Misbehaving students

High-decile schools are struggling with misbehaving students, and receive less support than low-decile schools:

NZEI vice-president Ian Leckie said extreme misbehaviour crossed class boundaries.

“You’ve only got to look at the child who is very spoiled and from a very well-to-do background whose mother won’t buy them the lollies in the supermarket,” Leckie said.

“What that indicates, too, is that some of these behaviours even manifest before they start school,” he said.

Well, what do you expect in a country where smacking is illegal, and the government focuses on the rights of children rather than on families. This situation is only going to get worse.

The best behaved children I have ever seen were in a village in Fiji. They had nothing, and played with sticks in the dirt. They loved clapping games, which have been almost completely forgotten in NZ. They weren’t sad until we gave them balloons and they had something to fight over.

Then we got on a plane to come home and had to put up with whining rich kids fighting over who got to use the GameBoy… You can’t tell me social problems are primarily caused by poverty.

NZ’s defence needs an overhaul

Dr Lance Beath says that NZ’s army-focussed defence strategy is outdated (being based on the structure in the First World War and the Boer War!) and we need a radical redesign of the whole system.

His suggestions include

  • Increased funding (greater than 1% of GDP).
  • We must have a combat air force.
  • Focus on maritime forces, due to our location.
  • Restructure the army as an embarked marine combat brigade.
  • More ships for the navy.

These are the people we should be listening to. Instead the government scraps our aerial combat wing, and buys armoured vehicles we can’t even carry in our transport aircraft and that aren’t amphibious so are of limited use in island combat anyway. This follows on from the recent official military report that the military is seriously unprepared for combat.

The Family Party will increase defence spending to 2% of GDP. But we need to be listening to people like this to figure out where the money should actually be spent. Maybe we should be bringing the Aermacchi’s back into service (they’re still not that old), and mothballing the Skyhawks as a war reserve? Maybe we should be buying a few small submarines? We certainly need more teeth in the military than it has at present. Most importantly, we need good relationships with like-minded countries.

My personal view is that we should be focussing on accumulating heavy firepower, ships and aircraft, and not worrying so much about having a much larger infantry (although we will be reviving the Maori Battalions). We have a well-armed population and could knock together a large home guard at short notice if we were desperate. But we cannot obtain heavy firepower once a war has started, you need to have that already.
┄┄┄┄┄┄┄┄┄┄┄┄┄┄┄┄┄┄┄┄
Answer these from the source text above:
1. Who does the source text name as NZEI vice-president?
2. Where does the writer say the best-behaved children they had ever seen were?
3. What level of defence spending does the Family Party say it will set?

* _Data segment_:
┄┄┄┄┄┄┄┄┄┄┄┄┄┄┄┄┄┄┄┄
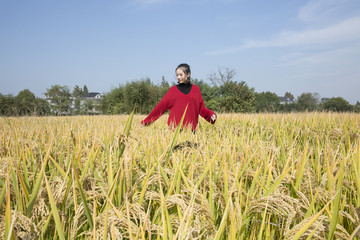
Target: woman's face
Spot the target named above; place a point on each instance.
┄┄┄┄┄┄┄┄┄┄┄┄┄┄┄┄┄┄┄┄
* _The answer_:
1. Ian Leckie.
2. In a village in Fiji.
3. 2% of GDP.